### TASK DETAILS
Turn the entries below, everything from the line containing "locate the black shoe in the photo above" down through the end of the entries, into a two-column CSV with the headers entry_text and entry_answer and one row per entry. Put each entry's text and its answer in their own quoted fields, replacing any line breaks with spaces.

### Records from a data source
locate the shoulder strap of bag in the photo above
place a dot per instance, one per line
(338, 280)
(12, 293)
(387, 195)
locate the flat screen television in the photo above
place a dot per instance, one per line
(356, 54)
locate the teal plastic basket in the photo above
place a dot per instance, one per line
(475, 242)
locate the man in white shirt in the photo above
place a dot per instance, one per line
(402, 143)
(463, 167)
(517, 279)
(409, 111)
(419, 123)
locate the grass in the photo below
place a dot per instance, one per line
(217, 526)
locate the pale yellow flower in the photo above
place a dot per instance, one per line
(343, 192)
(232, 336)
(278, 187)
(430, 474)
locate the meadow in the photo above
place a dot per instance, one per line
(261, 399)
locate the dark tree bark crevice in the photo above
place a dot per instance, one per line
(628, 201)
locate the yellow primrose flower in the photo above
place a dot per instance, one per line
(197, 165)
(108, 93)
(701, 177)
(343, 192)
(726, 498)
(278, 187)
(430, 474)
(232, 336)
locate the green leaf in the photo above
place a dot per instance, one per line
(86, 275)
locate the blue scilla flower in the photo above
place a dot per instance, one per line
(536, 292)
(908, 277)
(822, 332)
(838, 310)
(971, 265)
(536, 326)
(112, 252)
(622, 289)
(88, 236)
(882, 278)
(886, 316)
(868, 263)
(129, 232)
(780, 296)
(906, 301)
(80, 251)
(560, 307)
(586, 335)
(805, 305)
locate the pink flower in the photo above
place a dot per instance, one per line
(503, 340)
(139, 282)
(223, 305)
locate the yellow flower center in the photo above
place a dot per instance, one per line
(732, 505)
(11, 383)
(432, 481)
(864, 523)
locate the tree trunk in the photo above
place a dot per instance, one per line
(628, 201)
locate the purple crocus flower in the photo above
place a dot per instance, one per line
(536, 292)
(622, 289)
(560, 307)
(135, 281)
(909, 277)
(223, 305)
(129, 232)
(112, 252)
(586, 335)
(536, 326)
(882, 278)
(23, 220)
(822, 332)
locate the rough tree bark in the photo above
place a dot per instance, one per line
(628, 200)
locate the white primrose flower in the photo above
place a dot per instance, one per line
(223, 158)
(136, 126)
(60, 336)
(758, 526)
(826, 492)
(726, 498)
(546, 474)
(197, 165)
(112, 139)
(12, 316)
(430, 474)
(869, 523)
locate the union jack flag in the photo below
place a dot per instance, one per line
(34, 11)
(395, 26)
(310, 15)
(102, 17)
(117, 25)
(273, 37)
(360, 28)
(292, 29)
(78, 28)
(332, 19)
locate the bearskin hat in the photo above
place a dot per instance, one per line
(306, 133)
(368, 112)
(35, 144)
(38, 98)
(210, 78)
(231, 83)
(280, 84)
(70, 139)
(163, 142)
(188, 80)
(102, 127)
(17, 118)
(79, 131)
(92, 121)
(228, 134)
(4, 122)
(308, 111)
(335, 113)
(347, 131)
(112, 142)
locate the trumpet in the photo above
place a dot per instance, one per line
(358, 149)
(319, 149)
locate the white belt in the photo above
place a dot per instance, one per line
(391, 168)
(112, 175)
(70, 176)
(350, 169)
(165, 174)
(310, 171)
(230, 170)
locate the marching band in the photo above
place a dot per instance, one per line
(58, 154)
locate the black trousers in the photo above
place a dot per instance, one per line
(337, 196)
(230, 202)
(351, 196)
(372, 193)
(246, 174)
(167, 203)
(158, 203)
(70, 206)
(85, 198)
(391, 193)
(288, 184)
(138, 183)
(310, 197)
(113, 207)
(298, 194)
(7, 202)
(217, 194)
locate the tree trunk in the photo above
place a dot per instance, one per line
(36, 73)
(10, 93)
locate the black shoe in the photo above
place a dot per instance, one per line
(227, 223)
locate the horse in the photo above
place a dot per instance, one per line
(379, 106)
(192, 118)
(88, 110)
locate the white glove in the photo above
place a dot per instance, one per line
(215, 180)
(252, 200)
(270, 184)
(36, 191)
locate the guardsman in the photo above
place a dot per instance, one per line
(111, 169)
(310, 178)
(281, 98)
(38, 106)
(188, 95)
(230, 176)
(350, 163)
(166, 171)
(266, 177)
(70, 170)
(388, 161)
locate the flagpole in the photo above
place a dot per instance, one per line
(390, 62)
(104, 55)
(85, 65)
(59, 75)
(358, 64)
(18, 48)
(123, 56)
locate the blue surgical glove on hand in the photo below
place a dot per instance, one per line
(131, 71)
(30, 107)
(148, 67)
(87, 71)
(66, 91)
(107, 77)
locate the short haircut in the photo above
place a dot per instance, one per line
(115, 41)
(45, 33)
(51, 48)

### SOLUTION BELOW
entry_text,entry_answer
"locate the black shoe in the photo above place a dot per instance, one per line","(227, 223)"
"locate the horse in the photo above place a dot per instance, one per line","(379, 106) (192, 118) (88, 110)"
"locate the white glove in the photo above place a dot per instance, one per line","(215, 180) (252, 200) (270, 184) (36, 191)"
"locate the guardsman in the photo above place a dot per instance, one per line","(111, 169) (310, 178) (281, 98) (38, 106) (188, 95) (230, 176) (350, 163) (166, 171) (266, 177) (70, 170) (388, 161)"
"locate the flagpole in the photo above place a dot per instance, one per line","(390, 62) (104, 55) (85, 65) (59, 75) (358, 64) (18, 48) (123, 56)"
"locate the blue surgical glove on hand in the photo below place a dot per instance, one per line","(131, 71) (30, 107) (148, 67) (87, 71) (66, 91) (107, 77)"
"locate the short haircut in the photo above place a dot per instance, one per line","(115, 41) (45, 33) (51, 48)"